* [WRITTEN INSTRUCTION A]
Rewrite the stretch of rows from the line containing "leg, that would be most helpful." through the end of the rows, swapping "monkey's leg" for "monkey's arm" and leaving everything else unchanged. Give back only those lines.
-- Start EXCERPTED TEXT --
Food & Wine Lifestyle Luxury Hotels Travel Wellness & Spas

Four Seasons’ luxury hotel on the Bosphorus

Leonardo Baiocchi and personal trainer

Leonardo Baiocchi and personal trainer

A good fit boss makes all the difference, as those working with, say, Roger Federer, know only too well. A couple of hours after he got off the plane from Thailand, that good-fit guy Leonardo Baiocchi, boss of that luxury hotel by the water, Four Seasons Istanbul at the Bosphorus, was in the gym getting a bit of guidance from one of the personal trainers.

But, the gal dares to suggest to Mr Baiocchi, do you really need a personal trainer to tell you you should probably get out of the suit and tie, which of course are undoubtedly Brioni or Zegna or something else delightfully Italian, before doing justice to the expensive Italian (Technogym) elliptical you are posing on so professionally….?

A yoga-look painting on a spa wall

A yoga-look painting on a spa wall

This 170-room hotel, which works so well in tandem with its sibling, Four Seasons Hotel Istanbul at Sultanahmet, is for discerning travellers who care about lifestyle, and not only keeping fit and healthy but getting more so the whole time.

The gym is really spacious, they have plenty of everything and the staff are charming. Walk a few yards to the adjacent spa and, as the yoga-type painting on one wall shows, working-out flows into the spa side seamlessly.

The gym is 24 hours but, guess what, the spa and the lovely, significant indoor pool, with its Roman columns, are both open from 0630.  There is also an extensive outdoor pool, open during the summer months only.

Bamboo behind square fountains at the entrance to the spa

Bamboo behind square fountains at the entrance to the spa

Leonardo Baiocchi is an imaginative guy.  When he arrived he bought bamboo by the bushel, or however you buy bamboo in bulk.  Some he stuck behind the ornamental pond at the wellness area arrival, more went behind the reception desk, yet more around the pool.

For some reason I could not see any bamboo in the room where Serife showed how amazing a facial and neck massage could be – the spa uses Natura Bissée and Sodashi products, and it is delightfully free of little tinkling bells and things like that.  They offer you an apple, cherry and cinnamon drink on arrival, to make you feel even better.
-- End EXCERPTED TEXT --
-- Start DATA LISTING --
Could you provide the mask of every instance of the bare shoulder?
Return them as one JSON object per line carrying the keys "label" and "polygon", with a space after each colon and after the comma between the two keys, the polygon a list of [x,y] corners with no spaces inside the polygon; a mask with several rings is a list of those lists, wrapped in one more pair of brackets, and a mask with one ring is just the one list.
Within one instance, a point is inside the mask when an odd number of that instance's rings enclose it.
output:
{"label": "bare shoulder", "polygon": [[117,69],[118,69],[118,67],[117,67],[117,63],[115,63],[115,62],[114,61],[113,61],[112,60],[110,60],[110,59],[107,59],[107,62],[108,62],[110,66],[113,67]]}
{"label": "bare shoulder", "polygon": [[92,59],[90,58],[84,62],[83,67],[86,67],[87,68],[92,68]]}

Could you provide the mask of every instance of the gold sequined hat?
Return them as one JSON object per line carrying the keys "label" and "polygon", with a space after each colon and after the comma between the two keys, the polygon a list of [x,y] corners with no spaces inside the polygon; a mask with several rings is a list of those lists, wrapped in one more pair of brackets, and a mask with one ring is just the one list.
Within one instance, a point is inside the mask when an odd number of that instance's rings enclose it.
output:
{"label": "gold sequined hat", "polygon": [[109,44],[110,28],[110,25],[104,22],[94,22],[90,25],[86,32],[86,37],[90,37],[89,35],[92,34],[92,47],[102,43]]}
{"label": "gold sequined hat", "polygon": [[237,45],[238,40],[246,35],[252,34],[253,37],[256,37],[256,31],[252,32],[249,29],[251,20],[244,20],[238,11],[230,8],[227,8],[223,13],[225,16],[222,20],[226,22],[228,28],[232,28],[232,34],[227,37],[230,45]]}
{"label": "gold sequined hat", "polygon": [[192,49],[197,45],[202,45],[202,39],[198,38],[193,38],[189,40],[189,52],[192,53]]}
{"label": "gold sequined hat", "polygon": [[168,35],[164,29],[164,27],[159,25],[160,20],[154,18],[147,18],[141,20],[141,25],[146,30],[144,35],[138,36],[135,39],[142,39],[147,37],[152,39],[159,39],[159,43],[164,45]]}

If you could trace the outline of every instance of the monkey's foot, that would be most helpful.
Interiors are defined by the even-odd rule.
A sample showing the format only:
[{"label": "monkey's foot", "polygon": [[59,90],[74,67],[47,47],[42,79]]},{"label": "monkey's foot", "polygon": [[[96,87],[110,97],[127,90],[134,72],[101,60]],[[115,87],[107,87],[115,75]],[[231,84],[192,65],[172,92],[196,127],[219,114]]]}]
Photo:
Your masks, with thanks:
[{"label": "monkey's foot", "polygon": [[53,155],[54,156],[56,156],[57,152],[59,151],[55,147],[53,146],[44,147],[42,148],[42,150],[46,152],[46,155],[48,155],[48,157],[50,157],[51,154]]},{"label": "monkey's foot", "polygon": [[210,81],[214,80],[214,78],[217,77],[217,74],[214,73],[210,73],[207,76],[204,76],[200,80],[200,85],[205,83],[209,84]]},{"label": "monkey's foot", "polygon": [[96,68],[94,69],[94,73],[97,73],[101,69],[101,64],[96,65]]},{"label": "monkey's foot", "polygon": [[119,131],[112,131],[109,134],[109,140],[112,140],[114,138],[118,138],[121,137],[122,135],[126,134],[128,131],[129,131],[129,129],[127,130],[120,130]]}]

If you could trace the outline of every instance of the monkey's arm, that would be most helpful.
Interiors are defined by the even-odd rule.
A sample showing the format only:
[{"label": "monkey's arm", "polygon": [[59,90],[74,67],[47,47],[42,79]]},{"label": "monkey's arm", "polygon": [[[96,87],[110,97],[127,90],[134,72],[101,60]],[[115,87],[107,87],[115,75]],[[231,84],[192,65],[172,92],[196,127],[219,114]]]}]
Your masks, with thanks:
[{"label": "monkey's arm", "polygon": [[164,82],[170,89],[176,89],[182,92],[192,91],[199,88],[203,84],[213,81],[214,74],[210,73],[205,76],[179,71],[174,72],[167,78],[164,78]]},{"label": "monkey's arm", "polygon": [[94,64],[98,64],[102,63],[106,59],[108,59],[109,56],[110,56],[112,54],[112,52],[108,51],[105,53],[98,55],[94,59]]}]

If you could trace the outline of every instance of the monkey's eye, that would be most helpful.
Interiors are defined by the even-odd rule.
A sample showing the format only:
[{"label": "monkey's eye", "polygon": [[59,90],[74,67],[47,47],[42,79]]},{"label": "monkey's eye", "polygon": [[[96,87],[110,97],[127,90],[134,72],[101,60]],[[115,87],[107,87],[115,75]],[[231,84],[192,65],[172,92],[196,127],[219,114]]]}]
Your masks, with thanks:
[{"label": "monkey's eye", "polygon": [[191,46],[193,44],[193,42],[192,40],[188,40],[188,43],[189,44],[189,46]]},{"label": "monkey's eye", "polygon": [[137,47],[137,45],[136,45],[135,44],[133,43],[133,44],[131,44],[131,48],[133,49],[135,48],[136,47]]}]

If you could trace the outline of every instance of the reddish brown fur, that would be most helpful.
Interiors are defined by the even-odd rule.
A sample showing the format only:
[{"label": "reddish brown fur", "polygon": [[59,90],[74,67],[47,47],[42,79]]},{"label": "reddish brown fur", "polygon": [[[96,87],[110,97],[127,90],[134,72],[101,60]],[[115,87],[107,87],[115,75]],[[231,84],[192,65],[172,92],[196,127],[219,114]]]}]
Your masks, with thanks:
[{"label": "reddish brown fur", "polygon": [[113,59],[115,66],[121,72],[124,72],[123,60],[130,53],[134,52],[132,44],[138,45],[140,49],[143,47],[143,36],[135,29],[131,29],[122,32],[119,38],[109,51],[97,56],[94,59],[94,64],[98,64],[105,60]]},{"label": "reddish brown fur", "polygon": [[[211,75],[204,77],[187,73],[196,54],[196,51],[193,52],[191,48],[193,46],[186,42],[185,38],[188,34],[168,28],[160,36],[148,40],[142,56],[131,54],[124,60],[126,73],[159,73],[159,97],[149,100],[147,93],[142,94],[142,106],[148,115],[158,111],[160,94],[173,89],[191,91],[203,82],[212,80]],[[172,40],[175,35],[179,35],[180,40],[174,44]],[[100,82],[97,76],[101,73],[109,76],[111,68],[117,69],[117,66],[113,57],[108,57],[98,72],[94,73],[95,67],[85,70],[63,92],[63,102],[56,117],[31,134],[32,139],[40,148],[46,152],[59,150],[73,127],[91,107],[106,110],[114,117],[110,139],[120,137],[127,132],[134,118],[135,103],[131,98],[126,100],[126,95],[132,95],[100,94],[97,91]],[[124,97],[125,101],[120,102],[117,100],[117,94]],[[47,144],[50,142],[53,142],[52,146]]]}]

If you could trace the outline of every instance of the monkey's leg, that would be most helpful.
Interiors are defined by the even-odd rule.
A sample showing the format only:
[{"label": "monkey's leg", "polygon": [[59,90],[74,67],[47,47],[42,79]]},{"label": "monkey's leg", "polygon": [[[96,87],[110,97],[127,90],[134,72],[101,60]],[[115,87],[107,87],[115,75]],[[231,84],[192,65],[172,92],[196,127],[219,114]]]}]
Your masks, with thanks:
-- End DATA LISTING --
* [WRITTEN INSTRUCTION B]
In the piece on the Four Seasons hotel on the Bosphorus, from what time are the spa and the indoor pool open?

* [COMPLETE OUTPUT A]
If you could trace the outline of every instance of the monkey's arm, that would be most helpful.
Interiors are defined by the even-odd rule.
A sample showing the format only:
[{"label": "monkey's arm", "polygon": [[59,90],[74,67],[47,47],[42,79]]},{"label": "monkey's arm", "polygon": [[[96,87],[110,97],[127,90],[134,72],[101,60]],[[115,87],[107,87],[115,75]],[[231,84],[192,65],[172,92],[196,127],[219,114]]]}]
Your masks, with thanks:

* [COMPLETE OUTPUT B]
Both are open from 0630.